START

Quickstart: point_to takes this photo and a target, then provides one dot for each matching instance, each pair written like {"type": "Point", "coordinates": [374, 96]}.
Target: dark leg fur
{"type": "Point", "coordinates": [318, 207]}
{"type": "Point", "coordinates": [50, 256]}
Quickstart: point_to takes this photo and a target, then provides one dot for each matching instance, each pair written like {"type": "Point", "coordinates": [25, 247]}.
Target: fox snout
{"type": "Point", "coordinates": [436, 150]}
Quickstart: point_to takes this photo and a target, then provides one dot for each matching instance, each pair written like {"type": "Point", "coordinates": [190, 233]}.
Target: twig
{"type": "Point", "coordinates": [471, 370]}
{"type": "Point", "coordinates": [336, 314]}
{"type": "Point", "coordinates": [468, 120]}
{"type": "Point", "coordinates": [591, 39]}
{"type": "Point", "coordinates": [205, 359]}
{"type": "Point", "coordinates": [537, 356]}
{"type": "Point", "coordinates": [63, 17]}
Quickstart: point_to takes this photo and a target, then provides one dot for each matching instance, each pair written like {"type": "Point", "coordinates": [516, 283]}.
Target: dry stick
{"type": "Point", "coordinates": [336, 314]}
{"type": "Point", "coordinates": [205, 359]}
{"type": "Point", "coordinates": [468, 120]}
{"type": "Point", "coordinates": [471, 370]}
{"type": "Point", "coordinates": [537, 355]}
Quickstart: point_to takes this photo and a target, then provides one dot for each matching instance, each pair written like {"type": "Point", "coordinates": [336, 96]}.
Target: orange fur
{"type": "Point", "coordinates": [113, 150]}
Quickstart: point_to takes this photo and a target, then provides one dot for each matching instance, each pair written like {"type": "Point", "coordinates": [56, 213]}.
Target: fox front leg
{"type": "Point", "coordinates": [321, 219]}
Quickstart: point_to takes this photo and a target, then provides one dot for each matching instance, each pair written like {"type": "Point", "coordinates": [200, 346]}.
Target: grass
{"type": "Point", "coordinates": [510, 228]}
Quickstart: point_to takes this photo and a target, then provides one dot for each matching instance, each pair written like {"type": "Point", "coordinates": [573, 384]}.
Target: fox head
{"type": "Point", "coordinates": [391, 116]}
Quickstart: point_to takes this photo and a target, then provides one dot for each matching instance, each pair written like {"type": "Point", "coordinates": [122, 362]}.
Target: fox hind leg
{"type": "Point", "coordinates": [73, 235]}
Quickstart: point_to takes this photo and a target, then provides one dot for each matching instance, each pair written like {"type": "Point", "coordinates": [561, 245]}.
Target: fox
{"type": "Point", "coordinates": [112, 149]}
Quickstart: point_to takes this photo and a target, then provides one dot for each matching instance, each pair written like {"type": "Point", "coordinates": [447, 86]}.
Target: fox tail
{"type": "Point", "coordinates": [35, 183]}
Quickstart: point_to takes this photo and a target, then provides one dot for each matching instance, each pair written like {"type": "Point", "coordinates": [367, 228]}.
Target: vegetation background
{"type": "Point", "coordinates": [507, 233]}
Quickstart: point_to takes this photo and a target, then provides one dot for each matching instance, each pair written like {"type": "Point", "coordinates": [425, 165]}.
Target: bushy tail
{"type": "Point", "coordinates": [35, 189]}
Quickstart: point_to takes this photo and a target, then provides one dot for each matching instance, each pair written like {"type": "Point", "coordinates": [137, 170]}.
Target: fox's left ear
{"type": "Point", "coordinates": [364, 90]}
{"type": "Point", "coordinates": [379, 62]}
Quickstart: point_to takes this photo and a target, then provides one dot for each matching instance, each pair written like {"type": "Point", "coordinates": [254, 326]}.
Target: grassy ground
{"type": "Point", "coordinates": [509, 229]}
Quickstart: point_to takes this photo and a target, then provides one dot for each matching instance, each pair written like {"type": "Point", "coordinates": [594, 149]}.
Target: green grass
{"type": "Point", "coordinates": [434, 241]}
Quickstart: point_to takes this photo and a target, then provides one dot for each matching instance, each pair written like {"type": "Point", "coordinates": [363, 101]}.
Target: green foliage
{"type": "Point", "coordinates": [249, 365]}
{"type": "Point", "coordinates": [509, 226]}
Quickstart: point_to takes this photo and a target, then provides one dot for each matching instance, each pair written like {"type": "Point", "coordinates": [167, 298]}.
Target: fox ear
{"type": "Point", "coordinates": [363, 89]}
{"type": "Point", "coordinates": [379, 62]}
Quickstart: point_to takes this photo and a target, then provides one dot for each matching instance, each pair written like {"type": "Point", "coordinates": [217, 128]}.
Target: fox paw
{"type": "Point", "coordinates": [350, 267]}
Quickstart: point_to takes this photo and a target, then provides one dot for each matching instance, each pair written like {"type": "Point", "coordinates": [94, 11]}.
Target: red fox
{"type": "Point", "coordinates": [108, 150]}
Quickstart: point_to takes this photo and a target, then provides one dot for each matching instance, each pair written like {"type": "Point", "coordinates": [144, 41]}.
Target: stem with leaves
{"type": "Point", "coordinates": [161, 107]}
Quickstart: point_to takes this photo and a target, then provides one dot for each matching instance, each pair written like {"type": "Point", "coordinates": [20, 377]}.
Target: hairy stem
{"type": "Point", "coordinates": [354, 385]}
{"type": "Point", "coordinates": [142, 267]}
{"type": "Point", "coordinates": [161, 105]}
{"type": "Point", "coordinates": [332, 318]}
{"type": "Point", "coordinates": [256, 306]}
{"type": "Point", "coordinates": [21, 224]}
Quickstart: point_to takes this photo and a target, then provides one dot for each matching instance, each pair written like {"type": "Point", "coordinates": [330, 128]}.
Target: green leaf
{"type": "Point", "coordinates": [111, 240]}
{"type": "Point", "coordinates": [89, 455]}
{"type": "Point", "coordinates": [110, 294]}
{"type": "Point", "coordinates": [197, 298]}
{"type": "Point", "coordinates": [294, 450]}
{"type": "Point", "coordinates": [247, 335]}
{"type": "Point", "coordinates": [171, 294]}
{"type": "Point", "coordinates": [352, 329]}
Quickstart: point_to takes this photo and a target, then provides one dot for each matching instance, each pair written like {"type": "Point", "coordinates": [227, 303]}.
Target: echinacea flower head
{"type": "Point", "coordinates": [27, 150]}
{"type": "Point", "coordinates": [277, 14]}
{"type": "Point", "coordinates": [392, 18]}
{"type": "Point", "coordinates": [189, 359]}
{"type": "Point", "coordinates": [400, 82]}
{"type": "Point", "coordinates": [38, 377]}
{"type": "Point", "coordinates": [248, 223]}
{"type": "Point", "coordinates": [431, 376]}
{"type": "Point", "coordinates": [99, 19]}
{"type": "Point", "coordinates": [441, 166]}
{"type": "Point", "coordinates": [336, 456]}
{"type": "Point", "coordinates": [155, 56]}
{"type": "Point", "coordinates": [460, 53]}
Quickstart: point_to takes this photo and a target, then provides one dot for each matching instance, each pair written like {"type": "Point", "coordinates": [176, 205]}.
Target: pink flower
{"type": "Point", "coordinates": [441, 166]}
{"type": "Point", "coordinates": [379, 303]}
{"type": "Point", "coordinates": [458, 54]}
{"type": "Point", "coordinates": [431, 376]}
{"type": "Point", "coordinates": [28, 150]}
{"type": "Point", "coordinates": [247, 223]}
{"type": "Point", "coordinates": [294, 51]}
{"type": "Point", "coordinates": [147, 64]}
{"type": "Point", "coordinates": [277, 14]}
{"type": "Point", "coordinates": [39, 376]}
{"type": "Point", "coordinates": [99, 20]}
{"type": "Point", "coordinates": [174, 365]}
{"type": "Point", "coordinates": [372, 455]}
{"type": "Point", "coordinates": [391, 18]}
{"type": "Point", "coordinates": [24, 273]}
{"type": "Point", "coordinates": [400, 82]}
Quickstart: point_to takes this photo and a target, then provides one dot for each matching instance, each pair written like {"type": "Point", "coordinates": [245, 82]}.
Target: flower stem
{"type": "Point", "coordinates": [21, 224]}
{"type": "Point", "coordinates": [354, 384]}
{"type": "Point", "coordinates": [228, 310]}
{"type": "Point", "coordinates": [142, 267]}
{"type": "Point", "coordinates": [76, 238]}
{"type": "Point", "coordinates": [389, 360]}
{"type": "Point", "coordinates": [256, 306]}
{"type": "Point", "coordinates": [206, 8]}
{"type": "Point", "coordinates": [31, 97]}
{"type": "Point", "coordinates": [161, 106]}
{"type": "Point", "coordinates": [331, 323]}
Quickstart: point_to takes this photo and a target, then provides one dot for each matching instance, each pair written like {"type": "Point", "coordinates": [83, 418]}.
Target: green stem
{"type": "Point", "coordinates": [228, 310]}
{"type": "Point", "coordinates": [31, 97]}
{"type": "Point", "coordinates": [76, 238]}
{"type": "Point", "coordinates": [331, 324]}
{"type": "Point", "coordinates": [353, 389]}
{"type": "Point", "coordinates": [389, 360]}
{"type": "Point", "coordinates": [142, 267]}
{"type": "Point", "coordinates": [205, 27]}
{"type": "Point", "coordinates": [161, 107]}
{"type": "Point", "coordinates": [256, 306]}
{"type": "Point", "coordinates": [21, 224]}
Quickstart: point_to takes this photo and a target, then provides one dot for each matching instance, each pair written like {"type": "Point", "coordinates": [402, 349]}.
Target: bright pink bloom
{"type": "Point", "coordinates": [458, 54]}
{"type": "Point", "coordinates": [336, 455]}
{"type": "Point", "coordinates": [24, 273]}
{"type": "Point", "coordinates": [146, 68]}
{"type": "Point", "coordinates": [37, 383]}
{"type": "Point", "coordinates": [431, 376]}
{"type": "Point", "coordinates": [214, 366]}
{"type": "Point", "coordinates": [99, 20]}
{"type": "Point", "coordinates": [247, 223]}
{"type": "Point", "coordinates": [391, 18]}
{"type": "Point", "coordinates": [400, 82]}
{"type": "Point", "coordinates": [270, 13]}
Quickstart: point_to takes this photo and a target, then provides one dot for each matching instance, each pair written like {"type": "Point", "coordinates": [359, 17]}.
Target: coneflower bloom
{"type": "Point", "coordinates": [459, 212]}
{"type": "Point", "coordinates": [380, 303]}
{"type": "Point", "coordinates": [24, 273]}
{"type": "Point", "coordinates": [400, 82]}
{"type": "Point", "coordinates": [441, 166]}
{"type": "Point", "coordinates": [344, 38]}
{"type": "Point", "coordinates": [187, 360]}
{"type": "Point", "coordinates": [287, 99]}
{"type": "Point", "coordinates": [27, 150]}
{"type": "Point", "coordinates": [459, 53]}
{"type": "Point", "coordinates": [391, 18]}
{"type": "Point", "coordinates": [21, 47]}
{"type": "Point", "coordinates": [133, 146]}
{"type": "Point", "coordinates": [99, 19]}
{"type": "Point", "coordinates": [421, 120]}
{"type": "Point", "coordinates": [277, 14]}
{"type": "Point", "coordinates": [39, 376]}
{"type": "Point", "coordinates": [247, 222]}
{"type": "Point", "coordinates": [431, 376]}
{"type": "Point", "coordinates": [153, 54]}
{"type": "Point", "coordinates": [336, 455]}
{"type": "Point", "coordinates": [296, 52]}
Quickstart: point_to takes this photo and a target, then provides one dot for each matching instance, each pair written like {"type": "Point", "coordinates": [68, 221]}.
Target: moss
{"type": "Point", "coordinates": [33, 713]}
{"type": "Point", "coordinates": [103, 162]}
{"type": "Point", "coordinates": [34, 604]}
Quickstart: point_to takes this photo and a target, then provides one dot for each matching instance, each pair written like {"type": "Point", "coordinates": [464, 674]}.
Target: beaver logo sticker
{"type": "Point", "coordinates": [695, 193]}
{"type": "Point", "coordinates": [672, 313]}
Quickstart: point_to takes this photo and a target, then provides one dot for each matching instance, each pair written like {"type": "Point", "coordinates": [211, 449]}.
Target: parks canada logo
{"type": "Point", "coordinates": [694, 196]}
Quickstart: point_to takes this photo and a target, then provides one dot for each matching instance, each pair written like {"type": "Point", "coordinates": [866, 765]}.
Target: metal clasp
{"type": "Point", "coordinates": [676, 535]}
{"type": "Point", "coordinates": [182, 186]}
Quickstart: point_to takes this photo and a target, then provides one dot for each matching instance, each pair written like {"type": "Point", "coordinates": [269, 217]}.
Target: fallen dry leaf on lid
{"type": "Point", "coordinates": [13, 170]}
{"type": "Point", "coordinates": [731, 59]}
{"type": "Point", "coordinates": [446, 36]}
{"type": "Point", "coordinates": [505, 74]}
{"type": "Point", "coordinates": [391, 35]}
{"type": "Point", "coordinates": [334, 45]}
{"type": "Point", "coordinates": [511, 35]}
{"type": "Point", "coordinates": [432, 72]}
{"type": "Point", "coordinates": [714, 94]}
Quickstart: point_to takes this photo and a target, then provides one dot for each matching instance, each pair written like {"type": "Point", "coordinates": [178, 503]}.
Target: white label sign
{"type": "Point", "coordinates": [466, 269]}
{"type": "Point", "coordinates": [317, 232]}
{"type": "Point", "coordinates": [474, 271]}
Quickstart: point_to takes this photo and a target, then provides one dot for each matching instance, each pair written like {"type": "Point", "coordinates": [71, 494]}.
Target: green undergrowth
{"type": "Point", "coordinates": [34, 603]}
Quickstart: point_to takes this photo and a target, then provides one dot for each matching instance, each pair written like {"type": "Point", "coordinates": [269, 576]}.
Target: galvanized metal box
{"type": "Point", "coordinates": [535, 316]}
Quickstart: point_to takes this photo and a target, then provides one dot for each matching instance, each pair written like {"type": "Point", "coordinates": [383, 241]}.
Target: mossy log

END

Count the lines of the material that contain the string "head", and reply with the number alone.

### Solution for this problem
2